What is being asked ▸
Repeat the following records exactly as they appear, omitting the pictures from your answer.

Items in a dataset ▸

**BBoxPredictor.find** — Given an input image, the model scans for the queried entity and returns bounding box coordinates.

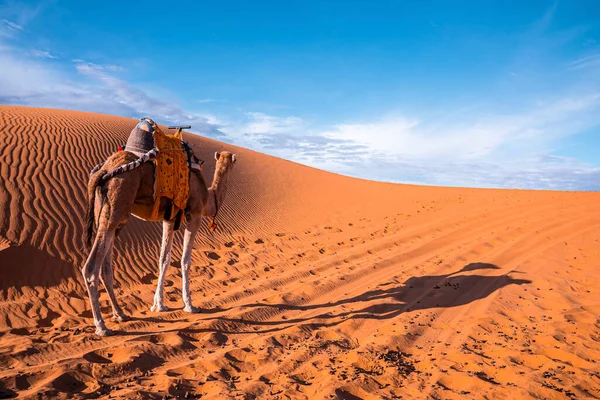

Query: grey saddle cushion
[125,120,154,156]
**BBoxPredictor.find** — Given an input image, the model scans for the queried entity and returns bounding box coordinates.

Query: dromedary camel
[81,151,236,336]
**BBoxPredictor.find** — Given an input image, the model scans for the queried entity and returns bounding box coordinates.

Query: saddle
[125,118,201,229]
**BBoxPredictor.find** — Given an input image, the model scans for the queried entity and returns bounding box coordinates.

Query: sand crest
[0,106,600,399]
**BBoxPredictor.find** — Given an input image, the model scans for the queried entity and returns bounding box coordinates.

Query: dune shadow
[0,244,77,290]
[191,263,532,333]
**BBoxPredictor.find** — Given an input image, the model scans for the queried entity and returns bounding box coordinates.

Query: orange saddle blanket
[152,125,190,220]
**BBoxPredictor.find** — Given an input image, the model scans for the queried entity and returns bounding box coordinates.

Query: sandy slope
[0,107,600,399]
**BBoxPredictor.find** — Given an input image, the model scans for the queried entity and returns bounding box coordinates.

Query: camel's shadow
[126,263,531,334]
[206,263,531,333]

Expected output ▸
**BBoxPredictor.find** — Given an input image, the model scans for the queried entity and returns bounding box coordinates.


Query: grey saddle cushion
[125,120,154,156]
**BBoxPredictor.find** — Given an input image, the model scans for the queried entity and returns bounding box coordinates.

Query: dromedary camel
[81,151,236,336]
**BBoxPredictor.find** — Given an input image, the model scans for the queried entity and returns bounding box coordinates.

Query: saddle
[125,118,201,229]
**BBoxPredictor.find** — Given an input image, the model scans for the queried entity and returns bounding box coordinates.

Query: sand crest
[0,106,600,399]
**BBoxPredictor.find** — Given an input image, the model scans for the queried entity and returns bounding box coordinates.

Query: dune shadow
[0,244,77,290]
[191,263,532,333]
**BBoxPredictor.find** — Given an input image, the model scans for the queried entity and returns bounding box coordinates.

Query: orange saddle blanket
[152,125,190,220]
**BBoxPredictor.find** — Given an input image, the model scans for the queried entity and returns bounding box coordinates.

Query: sandy slope
[0,107,600,399]
**BBoxPredictor.find** — Given an input image, the model scans for the queried entity and returns bounding box coordinates.

Query: camel's shadow
[126,263,531,334]
[206,263,531,333]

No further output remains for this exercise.